What to work on ▸ Beneath this line are the data; copy exactly the part of them that opens with the line containing "Target: white baseboard" and closes with the line containing "Target: wooden table", and only that part.

Excerpts from a dataset:
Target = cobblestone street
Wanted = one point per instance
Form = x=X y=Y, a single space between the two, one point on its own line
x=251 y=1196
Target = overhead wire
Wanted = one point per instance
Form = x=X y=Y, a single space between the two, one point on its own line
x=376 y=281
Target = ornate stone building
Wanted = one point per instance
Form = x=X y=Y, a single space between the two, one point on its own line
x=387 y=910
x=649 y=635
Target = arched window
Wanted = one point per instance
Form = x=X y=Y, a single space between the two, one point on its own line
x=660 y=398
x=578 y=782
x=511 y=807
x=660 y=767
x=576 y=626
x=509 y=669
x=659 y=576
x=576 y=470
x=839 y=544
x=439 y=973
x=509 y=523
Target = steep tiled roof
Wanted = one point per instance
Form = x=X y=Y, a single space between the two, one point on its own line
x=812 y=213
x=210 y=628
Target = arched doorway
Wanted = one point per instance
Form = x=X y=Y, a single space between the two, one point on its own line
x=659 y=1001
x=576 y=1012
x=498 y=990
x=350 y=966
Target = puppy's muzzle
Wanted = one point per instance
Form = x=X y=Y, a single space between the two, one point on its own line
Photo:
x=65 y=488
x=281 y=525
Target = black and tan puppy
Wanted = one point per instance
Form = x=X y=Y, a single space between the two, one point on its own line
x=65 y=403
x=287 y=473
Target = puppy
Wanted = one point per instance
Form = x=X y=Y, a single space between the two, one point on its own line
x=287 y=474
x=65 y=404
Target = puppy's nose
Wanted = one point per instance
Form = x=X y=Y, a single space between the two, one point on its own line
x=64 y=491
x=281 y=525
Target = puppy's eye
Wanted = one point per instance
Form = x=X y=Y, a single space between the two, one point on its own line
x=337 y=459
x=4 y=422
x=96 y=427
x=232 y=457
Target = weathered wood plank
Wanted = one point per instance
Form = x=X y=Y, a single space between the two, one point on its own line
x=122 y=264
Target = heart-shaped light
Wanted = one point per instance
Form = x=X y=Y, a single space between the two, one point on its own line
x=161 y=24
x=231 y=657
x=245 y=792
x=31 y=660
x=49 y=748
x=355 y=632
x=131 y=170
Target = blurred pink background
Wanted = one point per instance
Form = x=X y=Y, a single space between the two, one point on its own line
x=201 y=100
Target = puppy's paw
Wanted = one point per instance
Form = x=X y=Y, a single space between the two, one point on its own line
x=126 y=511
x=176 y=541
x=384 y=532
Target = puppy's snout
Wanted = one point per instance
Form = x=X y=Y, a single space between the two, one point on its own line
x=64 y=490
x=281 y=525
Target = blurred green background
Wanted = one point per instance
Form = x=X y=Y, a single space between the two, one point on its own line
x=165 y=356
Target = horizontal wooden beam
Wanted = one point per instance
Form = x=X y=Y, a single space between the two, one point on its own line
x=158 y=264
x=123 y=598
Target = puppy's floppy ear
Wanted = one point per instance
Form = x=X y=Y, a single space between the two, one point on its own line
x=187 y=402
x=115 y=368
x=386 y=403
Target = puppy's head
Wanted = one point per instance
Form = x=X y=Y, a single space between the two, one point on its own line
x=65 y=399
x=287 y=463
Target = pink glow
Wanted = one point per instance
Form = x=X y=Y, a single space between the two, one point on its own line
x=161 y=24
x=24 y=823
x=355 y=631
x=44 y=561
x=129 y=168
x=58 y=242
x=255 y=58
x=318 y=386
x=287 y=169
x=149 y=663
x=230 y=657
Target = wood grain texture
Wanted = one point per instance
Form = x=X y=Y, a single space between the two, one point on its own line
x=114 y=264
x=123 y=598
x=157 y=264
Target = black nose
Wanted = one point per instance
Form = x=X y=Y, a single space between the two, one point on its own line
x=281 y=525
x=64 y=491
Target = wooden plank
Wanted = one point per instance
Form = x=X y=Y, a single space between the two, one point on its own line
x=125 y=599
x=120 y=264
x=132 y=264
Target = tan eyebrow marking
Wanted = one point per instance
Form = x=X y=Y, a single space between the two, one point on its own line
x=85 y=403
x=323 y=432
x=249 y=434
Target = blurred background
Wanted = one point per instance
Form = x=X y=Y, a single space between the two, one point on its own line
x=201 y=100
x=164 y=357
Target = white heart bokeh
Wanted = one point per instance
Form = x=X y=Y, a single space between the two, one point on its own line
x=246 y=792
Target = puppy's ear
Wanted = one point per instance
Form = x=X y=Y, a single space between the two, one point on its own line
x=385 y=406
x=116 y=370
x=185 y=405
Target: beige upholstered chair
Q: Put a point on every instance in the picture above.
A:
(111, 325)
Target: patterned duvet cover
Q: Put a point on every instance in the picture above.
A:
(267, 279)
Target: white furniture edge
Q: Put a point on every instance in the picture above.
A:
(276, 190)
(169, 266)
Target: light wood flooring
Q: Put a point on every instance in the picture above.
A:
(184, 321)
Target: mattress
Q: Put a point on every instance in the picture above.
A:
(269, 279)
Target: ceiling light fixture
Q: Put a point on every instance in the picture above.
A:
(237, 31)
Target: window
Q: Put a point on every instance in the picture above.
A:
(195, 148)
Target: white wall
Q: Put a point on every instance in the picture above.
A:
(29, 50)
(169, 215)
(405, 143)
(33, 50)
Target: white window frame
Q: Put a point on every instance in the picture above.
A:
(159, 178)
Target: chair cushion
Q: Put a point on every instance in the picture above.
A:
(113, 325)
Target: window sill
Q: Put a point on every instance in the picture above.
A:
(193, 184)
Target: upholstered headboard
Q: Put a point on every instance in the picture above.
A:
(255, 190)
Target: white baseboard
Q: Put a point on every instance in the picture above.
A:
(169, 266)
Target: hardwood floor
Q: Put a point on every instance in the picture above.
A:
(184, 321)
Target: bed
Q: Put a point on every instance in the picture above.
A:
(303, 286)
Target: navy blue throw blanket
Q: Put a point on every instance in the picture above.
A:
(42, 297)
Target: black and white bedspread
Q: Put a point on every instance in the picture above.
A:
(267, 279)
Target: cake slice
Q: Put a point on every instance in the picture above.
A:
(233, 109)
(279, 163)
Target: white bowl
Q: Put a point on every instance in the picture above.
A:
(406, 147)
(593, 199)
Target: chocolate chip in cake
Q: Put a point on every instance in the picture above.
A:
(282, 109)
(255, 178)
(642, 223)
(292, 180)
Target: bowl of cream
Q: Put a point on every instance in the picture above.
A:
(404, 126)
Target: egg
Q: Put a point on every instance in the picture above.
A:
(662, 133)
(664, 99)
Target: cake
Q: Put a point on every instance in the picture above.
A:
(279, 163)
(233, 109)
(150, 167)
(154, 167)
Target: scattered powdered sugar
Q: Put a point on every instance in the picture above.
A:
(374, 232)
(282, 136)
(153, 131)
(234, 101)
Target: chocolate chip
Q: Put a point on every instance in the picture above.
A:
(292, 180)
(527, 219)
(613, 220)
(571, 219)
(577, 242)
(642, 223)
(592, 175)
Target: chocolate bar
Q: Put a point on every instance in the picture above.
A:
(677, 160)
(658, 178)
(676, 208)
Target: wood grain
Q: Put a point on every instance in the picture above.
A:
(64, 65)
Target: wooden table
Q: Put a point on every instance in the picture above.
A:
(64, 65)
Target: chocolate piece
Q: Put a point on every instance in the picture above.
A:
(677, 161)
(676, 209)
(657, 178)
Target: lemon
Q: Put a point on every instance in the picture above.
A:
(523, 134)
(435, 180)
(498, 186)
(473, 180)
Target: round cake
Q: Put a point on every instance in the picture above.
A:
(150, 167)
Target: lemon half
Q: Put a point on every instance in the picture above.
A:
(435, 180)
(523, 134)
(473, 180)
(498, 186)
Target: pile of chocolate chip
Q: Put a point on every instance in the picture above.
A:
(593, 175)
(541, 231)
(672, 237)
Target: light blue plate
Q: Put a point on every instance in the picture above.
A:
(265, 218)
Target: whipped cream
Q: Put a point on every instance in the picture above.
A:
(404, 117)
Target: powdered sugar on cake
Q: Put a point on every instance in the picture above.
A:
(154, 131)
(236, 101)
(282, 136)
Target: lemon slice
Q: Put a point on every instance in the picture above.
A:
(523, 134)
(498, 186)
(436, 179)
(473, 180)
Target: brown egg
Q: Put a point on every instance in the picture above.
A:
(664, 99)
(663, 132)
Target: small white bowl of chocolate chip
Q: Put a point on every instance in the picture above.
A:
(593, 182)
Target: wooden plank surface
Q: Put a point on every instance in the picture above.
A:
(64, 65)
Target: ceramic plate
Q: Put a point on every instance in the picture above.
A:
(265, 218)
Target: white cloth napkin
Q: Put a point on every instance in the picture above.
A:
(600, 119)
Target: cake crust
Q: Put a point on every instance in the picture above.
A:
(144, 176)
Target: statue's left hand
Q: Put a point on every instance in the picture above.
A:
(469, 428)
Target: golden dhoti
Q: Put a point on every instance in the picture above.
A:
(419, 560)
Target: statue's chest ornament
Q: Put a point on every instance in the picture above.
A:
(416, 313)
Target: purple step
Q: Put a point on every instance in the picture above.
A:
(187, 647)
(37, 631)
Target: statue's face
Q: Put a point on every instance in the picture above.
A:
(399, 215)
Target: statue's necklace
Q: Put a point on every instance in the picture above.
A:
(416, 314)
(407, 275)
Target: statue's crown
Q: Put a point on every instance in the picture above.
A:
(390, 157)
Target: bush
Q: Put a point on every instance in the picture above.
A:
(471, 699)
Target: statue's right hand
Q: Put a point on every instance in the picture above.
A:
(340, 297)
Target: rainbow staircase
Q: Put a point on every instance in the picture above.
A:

Output below ▸
Target: white baseboard
Q: Put a point on every instance in the picture above.
A:
(169, 266)
Target: hardwood floor
Q: Put a point on every instance in the picture above.
A:
(184, 321)
Target: bed
Q: Put a point on every instance in the picture above.
A:
(303, 286)
Target: navy blue throw blanket
Q: Put a point on every instance in the picture above.
A:
(42, 297)
Target: black and white bedspread
Q: Put a point on every instance in the picture above.
A:
(267, 279)
Target: cake slice
Q: Put a point on every instance in the picture above.
A:
(233, 109)
(279, 163)
Target: white bowl
Q: Put a point on every instance in the picture above.
A:
(406, 147)
(593, 199)
Target: chocolate chip in cake
Q: Put a point on every instance in the picture above.
A:
(282, 109)
(255, 178)
(642, 223)
(292, 180)
Target: bowl of cream
Q: Put a point on every instance in the picture above.
A:
(404, 126)
Target: egg
Q: Put a point on every instance in the picture above.
A:
(662, 133)
(664, 99)
Target: cake
Q: Put a point on every instance in the picture above.
A:
(279, 163)
(233, 109)
(150, 167)
(154, 167)
Target: scattered powdered sugar
Q: Put a point on every instance in the picture above.
A:
(374, 232)
(282, 136)
(153, 131)
(234, 101)
Target: chocolate chip
Q: Put a point on every instance in the picture above.
A:
(292, 180)
(527, 219)
(613, 220)
(571, 219)
(577, 242)
(642, 223)
(592, 175)
Target: chocolate bar
Q: Put a point on every instance in the picture above.
A:
(677, 160)
(658, 178)
(676, 208)
Target: wood grain
Q: Put a point on every instance in the picture above.
A:
(64, 65)
Target: wooden table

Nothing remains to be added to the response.